WRITTEN REQUEST 1 ::
Name every additional product that the oil shale passage says may be recovered from the effluent gas.
WRITTEN REQUEST 2 ::
Update the rows, from their start down through the line containing "pixel 243 65", so that "mannequin statue" becomes "display figure" and nothing else changes. Leave the pictures out of your answer.

EXTRACT TO READ ::
-*-*-

This invention is directed to apparatus and methods of in situ recovering hydrocarbonaceous and additional products from nonrubilized oil shale and oil/tar sands. The method comprises the steps of forming a hole in a body of nonrubilized oil shale or sand, placing a heating source into the hole, and introducing a conductive and radiant non-burning thermal energy front sufficient to convert kerogen in oil shale or bitumen in oil sand to hydrocarbonaceous products.
The subsequent produced gases and hydrocarbonaceous products are withdrawn as effluent gas through the hole, and a series of condensation steps are performed on the effluent gas to recover various products. In the preferred embodiment, a negative pressure relative to the well inlet pressure is maintained to insure positive flow of the combustion and product gases, this is performed by a method of blowers on the effluent side of the well and the removal of mass during the condensation steps. Also in the preferred embodiment, one or more initial condensation steps are performed to recover crude-oil products from the effluent gas, followed by one or more subsequent condensation steps to recover additional, non-crude-oil products from the effluent gas. In conjunction with oil/tar sands, the method includes the step of providing an slotted permeable well casing/sleeve within the hole to limit excessive in-fill.
Such additional products may include ethane, propane, butane, carbon dioxide, methane, or hydrogen, depending upon the nature of the crude-oil products, contamination in the well, and other factors. Within the preferred embodiment, the composition of the well gases may be adjusted so that it contains approximately 1 percent oxygen or less. This will be done by inert flushing and or oxygen getters.
The subsequent condensation steps may be carried out in at least one cooled chamber having an input and an output, and a compressor system may be provided at the output of the cooled chamber to maintain the effluent gas at a negative pressure from the hole and through the initial and subsequent condensation steps. The cooled chamber preferably includes a plurality of critical orifices between multiple compressor stages sized to recover the additional gaseous products. The chamber may be cooled with liquid carbon dioxide or other liquids or refrigerant techniques, including carbon dioxide recovered from the effluent gas stream.
A carbon sequestration step may be performed wherein recovered carbon dioxide is delivered down the hole following the recovery of the hydrocarbonaceous products. A plurality of well holes may be drilled, each with a gas inlet to receive a heated and pressurized processing gas. The processing gas and hydrocarbonaceous products may be withdrawn as effluent gas through each hole, and a plurality of condensation steps may be used to recover crude oil products and the additional products from the effluent gas from a plurality of the holes. The cracking and subsequent removal of hydrocarbonaceous products and associated gases opens the kerogen pores and significantly increases permeability in the now depleted oil shale rock. Once depleted these now vacant pores, having charred surface areas significantly greater than other carbon sequestration processes can now adsorpt large volumes of carbon dioxide. As part of a carbon sequestration process, carbon dioxide may be introduced down a central well hole following the recovery of the hydrocarbonaceous products until the carbon dioxide is detected at one or more of the surrounding holes, thereby indicating saturation. This now represents a potentially significant increase in carbon sequestration potential over other techniques.

-*-*-

EXTRACTED INFORMATION ::

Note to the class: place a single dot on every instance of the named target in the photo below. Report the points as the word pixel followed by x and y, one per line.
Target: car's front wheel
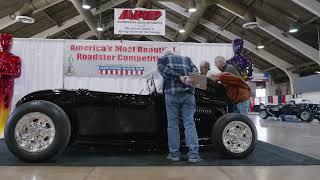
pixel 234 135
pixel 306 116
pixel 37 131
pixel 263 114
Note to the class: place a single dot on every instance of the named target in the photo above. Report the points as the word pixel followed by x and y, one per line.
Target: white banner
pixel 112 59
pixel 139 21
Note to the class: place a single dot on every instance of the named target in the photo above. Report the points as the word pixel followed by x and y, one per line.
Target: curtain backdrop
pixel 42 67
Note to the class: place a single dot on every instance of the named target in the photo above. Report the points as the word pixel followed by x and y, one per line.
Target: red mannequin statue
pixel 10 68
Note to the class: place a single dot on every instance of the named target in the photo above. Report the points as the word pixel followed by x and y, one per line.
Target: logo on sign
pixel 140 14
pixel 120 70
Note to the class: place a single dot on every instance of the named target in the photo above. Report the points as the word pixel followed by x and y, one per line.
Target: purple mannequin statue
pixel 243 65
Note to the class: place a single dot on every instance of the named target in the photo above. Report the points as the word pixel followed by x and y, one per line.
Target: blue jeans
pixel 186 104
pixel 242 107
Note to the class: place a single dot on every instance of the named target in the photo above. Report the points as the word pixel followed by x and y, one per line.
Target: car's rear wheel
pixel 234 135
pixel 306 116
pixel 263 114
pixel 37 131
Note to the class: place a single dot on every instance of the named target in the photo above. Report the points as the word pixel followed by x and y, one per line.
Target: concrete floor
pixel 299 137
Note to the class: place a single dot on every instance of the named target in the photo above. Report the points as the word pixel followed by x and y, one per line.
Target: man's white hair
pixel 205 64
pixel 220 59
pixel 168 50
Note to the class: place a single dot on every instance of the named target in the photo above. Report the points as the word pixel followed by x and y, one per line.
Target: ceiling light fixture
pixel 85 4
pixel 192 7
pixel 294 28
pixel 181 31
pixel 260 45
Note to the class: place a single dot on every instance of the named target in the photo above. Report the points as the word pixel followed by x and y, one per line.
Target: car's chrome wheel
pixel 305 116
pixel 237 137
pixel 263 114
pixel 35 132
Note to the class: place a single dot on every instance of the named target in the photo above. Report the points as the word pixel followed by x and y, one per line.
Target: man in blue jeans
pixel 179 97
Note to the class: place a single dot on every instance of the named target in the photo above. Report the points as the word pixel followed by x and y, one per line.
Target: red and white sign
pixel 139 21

-*-*-

RESPONSE 1 ::
Ethane, propane, butane, carbon dioxide, methane, and hydrogen.

RESPONSE 2 ::
Note to the class: place a single dot on every instance of the named target in the photo below. Report the points as the word pixel followed by x and y, one per line.
Target: car's front wheel
pixel 234 135
pixel 306 116
pixel 37 131
pixel 263 114
Note to the class: place a single dot on every instance of the named target in the photo above. Report the points as the word pixel followed by x and y, one per line.
Target: white banner
pixel 112 59
pixel 139 21
Note to the class: place a single dot on every instance of the named target in the photo above. Report the points as the word pixel followed by x and y, one per line.
Target: curtain backdrop
pixel 42 67
Note to the class: place a single dot on every instance of the named target in the photo above. Report the points as the word pixel followed by x and y, one per line.
Target: red display figure
pixel 10 68
Note to the class: place a single dot on every instance of the named target in the photo above. Report the points as the word pixel followed by x and y, one per line.
Target: logo on sign
pixel 140 14
pixel 120 70
Note to the class: place a single dot on every instance of the named target in the photo above. Report the points as the word pixel followed by x and y, one per line.
Target: purple display figure
pixel 243 65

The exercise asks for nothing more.